= TASK OBJECTIVE =
Can you write out every line of the records below, requests included, with each coordinate in the answers multiplied by 1.1 and rounded to the nearest whole number, halves rounding up?

----

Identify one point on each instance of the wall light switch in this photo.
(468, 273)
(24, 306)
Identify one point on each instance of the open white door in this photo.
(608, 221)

----

= ANSWER TO THIS EXERCISE =
Identify one point on each instance of the wall light switch in this photo.
(515, 300)
(26, 337)
Identify one point on each instance of the open white door in this photo.
(669, 243)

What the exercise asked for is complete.